◆ Short task:
Change "building window" to "window of the building" in the material below and write all of it out again, leaving everything else untouched.

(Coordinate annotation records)
>>
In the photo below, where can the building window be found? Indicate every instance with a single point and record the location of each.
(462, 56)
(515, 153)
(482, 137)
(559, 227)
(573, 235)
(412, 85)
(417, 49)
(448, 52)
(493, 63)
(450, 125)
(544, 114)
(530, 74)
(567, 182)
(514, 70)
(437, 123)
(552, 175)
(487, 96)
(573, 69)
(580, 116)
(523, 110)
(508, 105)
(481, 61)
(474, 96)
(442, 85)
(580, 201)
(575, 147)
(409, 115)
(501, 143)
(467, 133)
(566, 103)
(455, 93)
<<
◆ Complete answer:
In the photo below, where can the window of the building be found? Indicate every instance with a single point and record the location of each.
(462, 56)
(515, 153)
(482, 137)
(559, 227)
(573, 235)
(412, 85)
(417, 49)
(448, 52)
(493, 63)
(450, 125)
(544, 114)
(530, 74)
(567, 182)
(514, 70)
(437, 123)
(552, 175)
(487, 96)
(573, 69)
(580, 116)
(523, 110)
(508, 105)
(481, 61)
(474, 96)
(442, 85)
(580, 201)
(575, 147)
(409, 115)
(501, 143)
(467, 133)
(566, 103)
(455, 93)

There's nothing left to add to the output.